→ AIM
Could you copy out the material below word for word, without the pictures?

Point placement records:
---+---
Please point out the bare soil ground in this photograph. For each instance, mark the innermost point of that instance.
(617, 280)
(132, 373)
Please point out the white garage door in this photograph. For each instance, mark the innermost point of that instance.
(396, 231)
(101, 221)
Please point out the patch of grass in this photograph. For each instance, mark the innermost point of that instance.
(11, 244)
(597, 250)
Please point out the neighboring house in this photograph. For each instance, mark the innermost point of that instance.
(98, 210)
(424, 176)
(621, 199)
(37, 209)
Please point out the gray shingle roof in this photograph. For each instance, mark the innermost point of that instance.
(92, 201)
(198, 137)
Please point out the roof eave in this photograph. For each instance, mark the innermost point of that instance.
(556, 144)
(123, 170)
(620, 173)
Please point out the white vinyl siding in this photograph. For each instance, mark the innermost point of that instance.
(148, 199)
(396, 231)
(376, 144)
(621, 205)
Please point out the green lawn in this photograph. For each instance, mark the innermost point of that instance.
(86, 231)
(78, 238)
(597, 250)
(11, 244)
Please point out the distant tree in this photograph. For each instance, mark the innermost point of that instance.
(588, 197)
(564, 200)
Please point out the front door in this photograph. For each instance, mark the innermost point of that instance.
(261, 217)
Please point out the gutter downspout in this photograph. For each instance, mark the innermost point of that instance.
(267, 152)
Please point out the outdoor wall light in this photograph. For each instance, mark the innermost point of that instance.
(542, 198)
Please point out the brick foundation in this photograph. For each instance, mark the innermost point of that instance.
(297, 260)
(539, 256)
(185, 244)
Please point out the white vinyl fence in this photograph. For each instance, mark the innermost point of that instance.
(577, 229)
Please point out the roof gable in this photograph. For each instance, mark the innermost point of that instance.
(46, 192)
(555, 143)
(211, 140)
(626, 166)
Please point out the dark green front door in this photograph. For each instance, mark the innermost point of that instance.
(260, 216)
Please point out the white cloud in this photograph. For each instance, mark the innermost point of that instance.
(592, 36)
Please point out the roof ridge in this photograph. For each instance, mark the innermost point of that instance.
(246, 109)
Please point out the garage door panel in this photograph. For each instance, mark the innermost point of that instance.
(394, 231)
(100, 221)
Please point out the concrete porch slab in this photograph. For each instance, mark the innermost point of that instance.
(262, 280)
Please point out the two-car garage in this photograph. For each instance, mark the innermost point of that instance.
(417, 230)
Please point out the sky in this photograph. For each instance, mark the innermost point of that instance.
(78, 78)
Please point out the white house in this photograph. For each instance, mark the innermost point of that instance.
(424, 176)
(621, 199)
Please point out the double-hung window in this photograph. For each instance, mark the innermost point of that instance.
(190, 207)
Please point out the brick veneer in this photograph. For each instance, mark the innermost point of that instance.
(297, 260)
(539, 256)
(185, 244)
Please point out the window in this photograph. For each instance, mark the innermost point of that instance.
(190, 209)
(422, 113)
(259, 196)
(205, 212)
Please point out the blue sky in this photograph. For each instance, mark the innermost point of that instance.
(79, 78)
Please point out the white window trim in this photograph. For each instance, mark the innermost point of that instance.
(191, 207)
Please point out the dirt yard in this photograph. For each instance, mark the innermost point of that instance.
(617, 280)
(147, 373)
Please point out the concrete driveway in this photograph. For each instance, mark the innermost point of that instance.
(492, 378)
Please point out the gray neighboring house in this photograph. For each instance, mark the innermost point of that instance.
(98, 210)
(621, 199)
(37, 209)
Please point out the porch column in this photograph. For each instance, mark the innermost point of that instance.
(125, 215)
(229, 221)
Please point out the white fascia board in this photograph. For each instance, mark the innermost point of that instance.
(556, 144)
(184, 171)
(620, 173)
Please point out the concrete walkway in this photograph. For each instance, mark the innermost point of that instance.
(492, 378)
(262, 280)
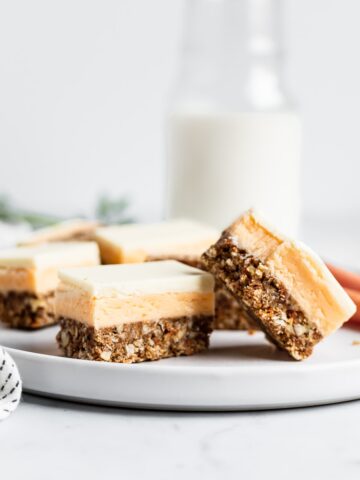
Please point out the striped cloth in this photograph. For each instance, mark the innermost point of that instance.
(10, 385)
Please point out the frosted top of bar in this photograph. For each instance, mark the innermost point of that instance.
(138, 279)
(57, 254)
(157, 235)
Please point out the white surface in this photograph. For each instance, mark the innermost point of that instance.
(57, 254)
(222, 163)
(50, 439)
(240, 371)
(139, 278)
(85, 109)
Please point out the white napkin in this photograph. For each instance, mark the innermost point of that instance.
(10, 385)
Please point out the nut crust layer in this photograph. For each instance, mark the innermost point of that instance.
(263, 297)
(26, 310)
(135, 342)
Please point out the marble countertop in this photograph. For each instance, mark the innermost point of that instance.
(53, 440)
(49, 439)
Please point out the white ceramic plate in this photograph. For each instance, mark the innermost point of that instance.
(239, 372)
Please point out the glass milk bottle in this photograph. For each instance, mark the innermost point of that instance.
(233, 136)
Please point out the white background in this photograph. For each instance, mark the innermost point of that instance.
(84, 86)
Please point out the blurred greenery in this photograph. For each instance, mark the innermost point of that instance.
(107, 211)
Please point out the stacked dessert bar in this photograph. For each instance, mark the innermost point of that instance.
(181, 240)
(152, 302)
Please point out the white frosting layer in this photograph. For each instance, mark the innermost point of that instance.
(132, 243)
(138, 279)
(302, 272)
(50, 255)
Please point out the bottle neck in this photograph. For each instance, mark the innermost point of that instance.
(232, 55)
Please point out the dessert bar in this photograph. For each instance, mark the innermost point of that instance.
(134, 312)
(28, 278)
(281, 284)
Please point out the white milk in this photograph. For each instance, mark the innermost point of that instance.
(222, 164)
---+---
→ COMPLETED TASK
Please point out the bare soil ground in this photograph. For each instance, mark the innermost point of that instance.
(617, 280)
(132, 373)
Please point out the white garage door in this photograph. For each instance, mark the innermost point of that instance.
(396, 231)
(101, 221)
Please point out the patch of grass in this photograph. For each instance, mark the innermost point of that instance.
(11, 244)
(597, 250)
Please point out the neighboring house in this photograph. For each instance, mark the innermost point of that instance.
(98, 210)
(424, 176)
(621, 199)
(37, 209)
Please point out the gray shingle roof in this photograph. For each instance, mark the innermost point of that instance.
(92, 201)
(198, 137)
Please point out the roof eave in this photograph. For each instance, mark the innermost point of that instance.
(556, 144)
(123, 170)
(620, 173)
Please point out the white vinyl siding in this photograph. For each instance, mark the innermost point of that instance.
(148, 199)
(396, 231)
(376, 144)
(621, 205)
Please point out the green lawn in this photograph. For each instance, mark the innermost point of that instance.
(86, 231)
(78, 238)
(597, 250)
(11, 244)
Please point out the distant tree in this photograph. For each instance, mark the innermost point of that instance.
(588, 197)
(564, 200)
Please point out the front door in this photograph. For each instance, mark the innermost point of that instance.
(261, 217)
Please point out the gutter downspout in this photograph. For each instance, mark the innermost point of that instance.
(267, 152)
Please point out the outdoor wall light in this photograph. For each instance, mark the innermost point of that instance.
(542, 198)
Please point out the brick foundation in this photograph. For each instance, mark the innermost point of that instance.
(297, 260)
(539, 256)
(185, 244)
Please point out the white vinyl fence in this photograph. For each instance, mark the innermost point of that instance.
(577, 229)
Please point out the roof gable in this photograph. For each instance, mark the innermost point of that instance.
(46, 192)
(555, 143)
(211, 140)
(626, 166)
Please point out the dark green front door in this photograph. For each instance, mark the innermost point of that instance.
(260, 216)
Please point out the white cloud in this photograph. For each instance, mark the innermost point of that instance.
(592, 36)
Please point out the roof ridge in this photograph. For each instance, mark the innermost point of that instance.
(246, 109)
Please point out the garage door panel in this photograph. For each instance, mark the innermost point of that instance.
(394, 231)
(100, 221)
Please point out the concrete porch slab in this photograph. For each instance, mark the innermost point of that instance.
(262, 280)
Please point out the two-car garage in this photograph. For each instance, mark the innermost point of that instance.
(417, 230)
Please point out the sky in this photograph. For each instance, mark the innermost point of that instance.
(78, 78)
Please point out the white house in this photograph. For each instance, mark the innermost point of that instance.
(424, 176)
(621, 199)
Please point out the double-hung window in this photograph. For each instance, mark the innermost point of that instance.
(190, 207)
Please point out the brick veneer in this photograph. For each instance, mark the innermost point of that instance.
(297, 260)
(539, 256)
(185, 244)
Please point out the window in this photograph. For each instance, mark the innermost point of that instance.
(190, 209)
(422, 113)
(259, 196)
(205, 212)
Please point out the blue sky in this photograph. For each instance, mark the innermost point of that instance.
(79, 78)
Please point out the white window trim in this photograph. For each instance, mark the innermost point of that instance.
(191, 207)
Please point out the dirt yard in this photograph. For each instance, mark the innermost point of that instance.
(617, 280)
(147, 373)
Please point out the concrete driveway in this photograph. For each instance, mark the innermost point of that instance.
(492, 378)
Please point out the gray neighboring house in this photograph. For each instance, mark the innermost point of that instance.
(98, 210)
(621, 199)
(37, 209)
Please point out the porch column in this photograph. For each instance, mark the innermost point of that instance.
(125, 215)
(229, 221)
Please point out the white fascia board in this photograph. For each instance, mark the innermost point of that instance.
(556, 144)
(184, 171)
(620, 173)
Please point out the concrete walkway in this photograph. For each instance, mark the innermost point of that instance.
(492, 378)
(262, 280)
Please point out the striped cloth in this photograph. For each instance, mark the innermost point of that instance.
(10, 385)
Please point out the frosted top of bar in this photograph. For each instance, mark the innermost point of that instance.
(138, 279)
(57, 254)
(157, 235)
Please point out the white surface in this photograph. For each instance, mark the innermost point of that instance.
(57, 254)
(222, 163)
(50, 439)
(240, 371)
(139, 278)
(85, 109)
Please point out the white napkin in this photograph. For each instance, mark the innermost point of that instance.
(10, 385)
Please point out the nut crust layer in this photograph. For each instance, mark the innermost point of that instance.
(263, 297)
(26, 310)
(135, 342)
Please point out the marble countertop in this photograph. For each instance, mark the innermost point of that instance.
(53, 440)
(49, 439)
Please point out the white ceramic plate in this photograph. For each instance, mark the innermost point of that instance.
(239, 372)
Please point out the glass milk bottle in this photograph. For each instance, mark the innermost point of that instance.
(233, 136)
Please point out the white background in this photograph. For each instance, mark the innermost point of that instance.
(84, 86)
Please point out the blurred greenery in this photograph. For each instance, mark the innermost point of that instance.
(107, 211)
Please point out the stacked dessert bar in this photograph. For each instance, mark the innermost point of that instance.
(181, 240)
(152, 302)
Please point out the white frosting layer in this photograph. For each instance, mark the innermost point of that instance.
(132, 243)
(138, 279)
(302, 272)
(50, 255)
Please point out the bottle neck in this photograph. For each instance, mark the innermost point of that instance.
(232, 55)
Please point out the dessert bar in this photograph. For each instance, mark the innermost point of that instance.
(134, 312)
(28, 278)
(281, 284)
Please point out the white milk in this photograph. For each instance, mark the innermost point of that instance.
(222, 164)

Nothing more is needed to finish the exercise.